ABOUT THIS EXERCISE
Only the number is needed. Please count the lines below in which the word "backdrop" occurs.

LISTED RECORDS
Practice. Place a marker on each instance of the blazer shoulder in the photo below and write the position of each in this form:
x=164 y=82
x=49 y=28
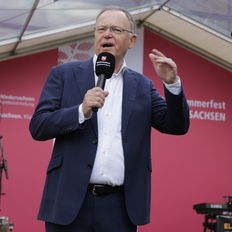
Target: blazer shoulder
x=74 y=64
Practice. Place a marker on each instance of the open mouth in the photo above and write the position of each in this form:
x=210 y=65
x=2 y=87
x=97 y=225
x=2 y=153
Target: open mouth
x=107 y=45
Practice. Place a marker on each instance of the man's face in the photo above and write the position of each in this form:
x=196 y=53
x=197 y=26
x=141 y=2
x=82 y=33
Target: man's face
x=109 y=41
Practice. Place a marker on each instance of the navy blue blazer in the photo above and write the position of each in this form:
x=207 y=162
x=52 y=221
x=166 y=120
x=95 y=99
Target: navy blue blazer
x=70 y=167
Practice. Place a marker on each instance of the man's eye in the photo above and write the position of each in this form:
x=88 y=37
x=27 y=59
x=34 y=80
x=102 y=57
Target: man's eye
x=117 y=30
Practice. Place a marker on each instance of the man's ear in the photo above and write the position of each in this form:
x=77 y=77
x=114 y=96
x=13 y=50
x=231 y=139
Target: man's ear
x=133 y=39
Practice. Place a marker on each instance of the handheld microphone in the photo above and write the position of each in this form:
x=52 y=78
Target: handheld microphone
x=104 y=69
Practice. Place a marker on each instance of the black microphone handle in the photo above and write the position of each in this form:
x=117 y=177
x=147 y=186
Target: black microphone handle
x=100 y=83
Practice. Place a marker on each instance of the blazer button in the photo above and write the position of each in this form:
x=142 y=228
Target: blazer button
x=94 y=141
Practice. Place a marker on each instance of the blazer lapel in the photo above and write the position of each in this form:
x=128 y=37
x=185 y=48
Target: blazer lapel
x=130 y=84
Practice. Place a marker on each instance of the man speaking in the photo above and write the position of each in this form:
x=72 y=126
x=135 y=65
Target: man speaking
x=99 y=175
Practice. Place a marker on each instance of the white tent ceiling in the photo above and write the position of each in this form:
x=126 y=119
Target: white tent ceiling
x=30 y=26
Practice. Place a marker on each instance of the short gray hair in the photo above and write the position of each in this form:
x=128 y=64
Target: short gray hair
x=118 y=8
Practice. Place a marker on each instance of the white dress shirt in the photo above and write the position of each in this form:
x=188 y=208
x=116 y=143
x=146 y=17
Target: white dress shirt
x=109 y=162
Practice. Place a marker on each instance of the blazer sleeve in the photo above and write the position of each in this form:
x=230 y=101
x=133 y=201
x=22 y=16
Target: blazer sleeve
x=52 y=117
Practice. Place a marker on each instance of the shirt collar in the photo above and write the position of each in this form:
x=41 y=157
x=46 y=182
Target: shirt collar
x=121 y=71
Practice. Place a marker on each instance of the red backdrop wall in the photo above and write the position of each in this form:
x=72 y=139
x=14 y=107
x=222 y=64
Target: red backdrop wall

RESPONSE BELOW
2